→ SOURCE TEXT:
....................
Pratik V
Pratik V

Reputation: 70

Pandas regex to remove digits before consecutive dots

I have a string Node57Name123.grpObject12.grp23Symbol43.shape52.anotherobject25.shape23.

  1. Removing all the numbers that are before the dot and after the word.
  2. Ignoring the first part of the string i.e. "Node57Name123".
  3. Should not remove the digits if they are inside words.

Tried re.sub(r"\d+","",string) but it removed every other digit.

The output should look like this "Node57Name123.grpObject.grp23Symbol.shape.anotherobject.shape"

Can you please point me to the right direction.

Upvotes: 1

Views: 710

Answers (2)
....................
→ Some records:
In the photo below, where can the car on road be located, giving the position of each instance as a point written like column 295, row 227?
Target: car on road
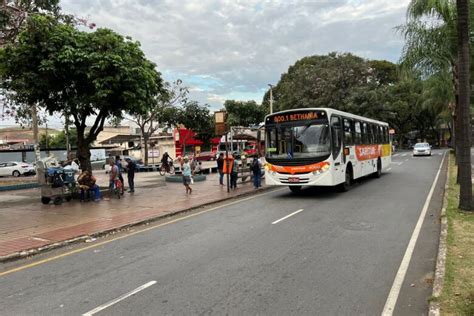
column 206, row 156
column 138, row 162
column 422, row 149
column 16, row 169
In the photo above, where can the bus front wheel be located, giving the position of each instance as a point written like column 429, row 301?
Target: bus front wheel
column 295, row 188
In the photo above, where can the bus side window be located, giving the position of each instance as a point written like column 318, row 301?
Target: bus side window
column 358, row 133
column 373, row 130
column 365, row 134
column 336, row 135
column 348, row 135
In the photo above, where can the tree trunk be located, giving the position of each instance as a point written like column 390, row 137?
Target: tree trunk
column 464, row 136
column 83, row 152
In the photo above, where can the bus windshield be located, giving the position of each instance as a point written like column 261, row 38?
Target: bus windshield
column 310, row 140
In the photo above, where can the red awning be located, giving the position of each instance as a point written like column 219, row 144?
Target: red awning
column 188, row 136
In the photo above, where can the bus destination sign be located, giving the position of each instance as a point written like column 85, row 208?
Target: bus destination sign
column 296, row 116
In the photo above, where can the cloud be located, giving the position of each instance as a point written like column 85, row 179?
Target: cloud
column 236, row 47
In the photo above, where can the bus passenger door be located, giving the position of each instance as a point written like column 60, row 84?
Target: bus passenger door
column 336, row 146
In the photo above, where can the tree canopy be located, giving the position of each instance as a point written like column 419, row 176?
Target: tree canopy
column 86, row 75
column 335, row 80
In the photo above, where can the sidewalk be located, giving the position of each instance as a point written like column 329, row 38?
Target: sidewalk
column 27, row 225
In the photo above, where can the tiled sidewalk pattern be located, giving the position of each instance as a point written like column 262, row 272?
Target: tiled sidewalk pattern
column 30, row 224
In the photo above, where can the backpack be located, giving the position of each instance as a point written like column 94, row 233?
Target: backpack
column 255, row 166
column 57, row 180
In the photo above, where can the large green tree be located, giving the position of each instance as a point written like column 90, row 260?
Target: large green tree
column 341, row 81
column 244, row 113
column 14, row 15
column 464, row 122
column 90, row 76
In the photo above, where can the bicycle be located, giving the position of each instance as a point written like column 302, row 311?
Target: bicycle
column 117, row 189
column 164, row 170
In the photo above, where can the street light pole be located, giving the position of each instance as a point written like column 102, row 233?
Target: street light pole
column 271, row 98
....................
→ ACTIONS TO TAKE:
1. Can you output the part of the regex question between "Reputation: 70" and "are inside words.", inclusive, copying it word for word?
2. Do these statements agree with the regex question? For each, answer yes or no and quote the words of the regex question that decide it.
(a) The poster tried re.sub(r"\d+","",string).
(b) The digits in the first part of the string, "Node57Name123", should be removed.
(c) Digits that are inside words should be kept.

→ TASK RESULTS:
1.
Reputation: 70

Pandas regex to remove digits before consecutive dots

I have a string Node57Name123.grpObject12.grp23Symbol43.shape52.anotherobject25.shape23.

  1. Removing all the numbers that are before the dot and after the word.
  2. Ignoring the first part of the string i.e. "Node57Name123".
  3. Should not remove the digits if they are inside words.

2.
(a) Yes: "Tried re.sub(r"\d+","",string)"
(b) No: "Ignoring the first part of the string i.e. "Node57Name123"."
(c) Yes: "Should not remove the digits if they are inside words."